◆ COMPLETE THE FOLLOWING:
[a] Write out the part of the article about Alina Sile's WorldSkills competition that begins with "She competed in" and ends after "by smell alone.", keeping the wording unchanged.
[b] Extend the article about Alina Sile's WorldSkills competition, picking up right after its final sentence.

A year-long work placement at the Ritz-Carlton in Wolfsburg, Germany, inspired Alina Sile to apply for the National Skills Competition in March, which she won.

She competed in four modules in Brazil last week: fine dining, banqueting, casual dining and bars. She was judged on her prowess in skills such as carving salmon tableside and identifying 30 different liqueurs and spirits by smell alone.

“On top of all these tasks, I have to socialise with all the guests to make sure they’re doing well. I’m even marked on how I interact with other competitors and the judges. It’s important in the industry that you get along, not only with guests, but also with your colleagues,” she said.

Ms Sile spent the summer training with her mentor, Ray Cullen, head of the department of languages, tourism and hospitality at Waterford Institute of Technology.

Irish expert

Mr Cullen was the Irish expert in the restaurant services category at the competition and helped to organise that part of the event.

“Alina had been lined up for a job in Ashford Castle, to give you an idea of the level she’s achieving,” he said.

“The WorldSkills gives young, enthusiastic people in craft skills and apprenticeships the opportunity to benchmark their ability against the best in the world and to be the best they can be.

“It’s very good for us to showcase the skills that are in Ireland and the abilities of our young people.”

Minister for Education and Skills Jan O’Sullivan congratulated the team yesterday, saying they had shown “that young people from Cork to Cavan, and from Meath to Mayo, can rise to the top of their fields when we put the right opportunities in place”.

Collected data:
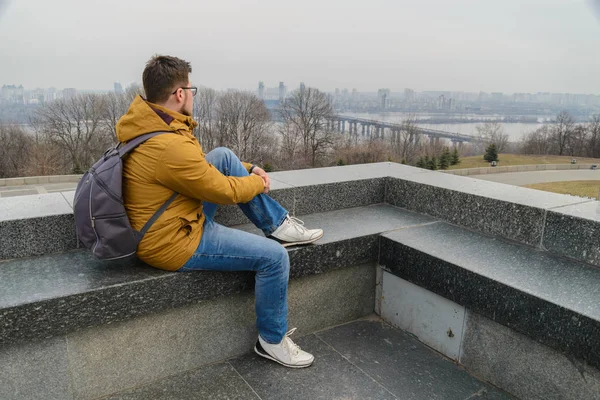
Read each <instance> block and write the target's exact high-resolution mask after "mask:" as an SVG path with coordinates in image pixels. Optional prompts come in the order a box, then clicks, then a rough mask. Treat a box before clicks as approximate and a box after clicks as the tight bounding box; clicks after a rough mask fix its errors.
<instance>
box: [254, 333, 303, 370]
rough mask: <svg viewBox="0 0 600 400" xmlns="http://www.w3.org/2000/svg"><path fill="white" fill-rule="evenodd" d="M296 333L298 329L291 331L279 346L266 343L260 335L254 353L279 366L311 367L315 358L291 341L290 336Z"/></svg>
mask: <svg viewBox="0 0 600 400" xmlns="http://www.w3.org/2000/svg"><path fill="white" fill-rule="evenodd" d="M295 331H296V328H294V329H291V330H290V331H289V332H288V333H286V334H285V336H284V337H283V340H282V341H281V343H279V344H270V343H267V342H265V341H264V340H263V339H262V338H261V337H260V335H258V340H257V341H256V345H254V351H255V352H256V354H258V355H259V356H261V357H264V358H268V359H269V360H272V361H275V362H278V363H279V364H281V365H283V366H285V367H290V368H306V367H309V366H310V365H311V364H312V362H313V361H314V360H315V357H314V356H313V355H312V354H310V353H307V352H306V351H304V350H301V349H300V346H298V345H297V344H296V343H294V342H293V341H292V339H290V335H291V334H292V333H294V332H295Z"/></svg>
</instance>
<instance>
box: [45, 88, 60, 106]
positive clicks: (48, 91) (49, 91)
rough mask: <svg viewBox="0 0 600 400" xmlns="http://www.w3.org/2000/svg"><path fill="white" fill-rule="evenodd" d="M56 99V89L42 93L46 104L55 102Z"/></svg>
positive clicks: (56, 90) (57, 96)
mask: <svg viewBox="0 0 600 400" xmlns="http://www.w3.org/2000/svg"><path fill="white" fill-rule="evenodd" d="M57 98H58V91H57V90H56V88H49V89H46V92H45V93H44V102H46V103H48V102H51V101H54V100H56V99H57Z"/></svg>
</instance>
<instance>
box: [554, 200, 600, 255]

◆ RESPONSES PER TASK:
[a]
She competed in four modules in Brazil last week: fine dining, banqueting, casual dining and bars. She was judged on her prowess in skills such as carving salmon tableside and identifying 30 different liqueurs and spirits by smell alone.

[b]
Apprenticeships

“The recent announcement that the range of apprenticeships in Ireland will be almost doubled, with most of those new apprenticeships coming on stream in 2016, will provide these types of opportunities to many more young people all across Ireland,” she added.

Minister for Skills, Research and Innovation Damien English said the team represents "the fantastic skills and talent that our apprentices and trainees have to offer".

Last month, Ms O’Sullivan announced 25 new priority areas for apprenticeships under a new training and education scheme aimed at offering a viable alternative to third-level education.

It is something John Twohig, chairman of the Ireland Skills Council, an organising body for WorldSkills, says is "a late move" but a welcome one.

“Most of the bigger countries in Europe – the Dutch, Finns, Swedes, Germans, English, Swiss, Italians – all of those would have a very broad vocational training programme,” he said.